Texto fuente ▸
──────────

Recostados sobre el ayer, asustados por el goteo de aquello que se nos va yendo y ensordecidos por el torrente de todo lo que ya no llegará, sólo queda pedir que el tercer acto sea rápido y nos dé tiempo, una vez, por fin, a tener las riendas. Como en una amarga historia de amor, nos gusta legar a quienes nos importan eso que ya no nos importará, eso que ahora nos preguntamos si realmente era lo que importaba.

No sé bien de qué te estoy hablando. Porque confieso que hay ratos en los que no sé distinguir si nuestra vida es una corta historia de amor o si es que nuestra corta historia de amor es la vida. Ni consigo aclararme si la edad que tenemos es la que creemos tener.

Aunque te digo que esto: saber bien lo que me espera, tener la certeza de que, aquello que durante tanto tiempo se deseó alcanzar, luego pasa como un soplo y se acaba con amargura, es el antídoto que empleo contra la impaciencia.

Ese antídoto que tú me pides y que, en el fondo, no quisiera darte. Porque es, precisamente tu impaciencia, ese hueco en el que siento que mi corazón late con más fuerza. Con tanta que, a veces, se me olvida tomarme la pastilla.

LO QUE PUEDA CONTAROS…
Lo que pueda contaros
es todo lo que sé desde el dolor
y eso nunca se inventa.

Porque llegar aquí fue una larga sentina,
un extraño viaje,
una curva de sangre sobre el río,
mientras todo era un grito
y ya se perfilaba resuelto en latigazos
el crepúsculo.

Las historias se cuentan con los ojos del frío
y algún sabor a sal y paso a paso
-lengua y camino-
porque la sangre se nos va despacio,
sin borbotón apenas,
desmadejadamente por los labios.

Las historias se cuentan una vez y se pierden.

(Javier Egea)

Quizás boca abajo

He pensado que, quizás boca abajo, el mundo que tengo patas arriba consiga ponerse derecho. Que tal vez así la gravedad suba, y los sueños se me agarren a los pies y los arrastren en su camino hasta donde ni la vista pueda seguirlos.

Podría ser que boca abajo, con mis manos entregadas a separarme del mundo, pudiera dejar de sentirme colgado en tu ausencia; y mis piernas, en lugar de pender absurdas como agarrado al filo de un precipicio, pudieran buscar sol hasta la altura de árboles inquietos.

──────────

(Entradas de un conjunto de datos de señalamiento)
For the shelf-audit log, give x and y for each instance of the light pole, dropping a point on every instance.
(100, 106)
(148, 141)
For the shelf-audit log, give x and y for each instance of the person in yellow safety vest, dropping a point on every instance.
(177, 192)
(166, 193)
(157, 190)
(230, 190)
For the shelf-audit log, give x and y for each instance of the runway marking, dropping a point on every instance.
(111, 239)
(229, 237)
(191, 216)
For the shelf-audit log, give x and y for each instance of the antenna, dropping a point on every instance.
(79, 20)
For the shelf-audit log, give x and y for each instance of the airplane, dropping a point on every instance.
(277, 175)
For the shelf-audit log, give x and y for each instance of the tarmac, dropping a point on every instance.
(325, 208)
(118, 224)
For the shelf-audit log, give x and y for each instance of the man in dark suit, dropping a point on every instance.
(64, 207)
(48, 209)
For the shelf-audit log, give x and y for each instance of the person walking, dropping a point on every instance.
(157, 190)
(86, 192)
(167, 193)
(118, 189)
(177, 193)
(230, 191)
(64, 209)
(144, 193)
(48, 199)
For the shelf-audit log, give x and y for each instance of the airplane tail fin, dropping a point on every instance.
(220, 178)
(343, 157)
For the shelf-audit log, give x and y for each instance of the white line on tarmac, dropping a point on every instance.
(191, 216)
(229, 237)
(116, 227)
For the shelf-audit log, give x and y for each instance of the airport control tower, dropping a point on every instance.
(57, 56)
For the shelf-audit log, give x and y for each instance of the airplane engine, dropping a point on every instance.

──────────

Ejercicios ▸
A) En las entradas, cambia "dropping a point" por "placing a marker" desde la línea que contiene "on tarmac, dropping a point on every instance." hasta el final de las entradas, ambos extremos incluidos. Reproduce solo esas líneas y deja todo lo demás sin cambios.
B) Escribe una continuación del pasaje literario que termina con el fragmento titulado «Quizás boca abajo». Empieza justo después de su última frase.
El texto y las entradas no tienen ninguna relación entre sí.

Respuestas esperadas ▸
A)
For the shelf-audit log, give x and y for each instance of the white line on tarmac, placing a marker on every instance.
(191, 216)
(229, 237)
(116, 227)
For the shelf-audit log, give x and y for each instance of the airport control tower, placing a marker on every instance.
(57, 56)
For the shelf-audit log, give x and y for each instance of the airplane engine, placing a marker on every instance.

B)
Se me ha ocurrido que quizás, boca abajo, la sangre ahogaría las conversaciones del interior y expulsaría las palabras hacia afuera. Y aunque, tal vez, en esa difícil posición, las palabras tengan significados aturdidos al desparramarse por entre la saliva, pudieran llegarte erguidas y nobles, y alzarse contra este silencio de oficina que algunas veces me certifica la soledad.

Sí, quizás boca abajo, el paisaje encuentre tu sitio en el don de lo oblicuo, quizás floten las verdades del sentimiento entre la espuma de lo cotidiano y afloren sobre el mar de todo lo que ya no te crees a pie juntillas. Podría ser que puesta la estabilidad en entredicho, pudieras amar mi temblor y mi desasosiego sin necesidad de someterlo a juicio sumarísimo.

Quizás boca abajo no importen tanto mi estatura y la presbicia, y pueda dejar de ser tan pequeño que no me veas. Quizás, al mirarme de otro modo, consigas apartar todo lo que me esconde, y reírte un rato con mis cosas revueltas y quererlas de tanto reír y esculpir otra sonrisa más permanente en tus ojos.

Podría ser, que tal vez la ternura te tienda una trampa y vengas corriendo a rescatarme de este mundo de patas de mesas y pelusas bajo el sofá. Podría ser que encontrara el otro equilibrio, ese en el que se vacían los bolsillos y el jersey te desenvuelve el ombligo sin que pueda mirármelo.

Sí, quizás boca abajo, la nariz no sea parapeto contra los besos y puedas extender tus manos sobre una piel indefensa, sobre un sexo ridículamente descolocado. Quizás boca abajo, el tronco deje de ser tronco y pueda sea raíz para los abrazos. Quizás boca abajo, podría roncar afinado.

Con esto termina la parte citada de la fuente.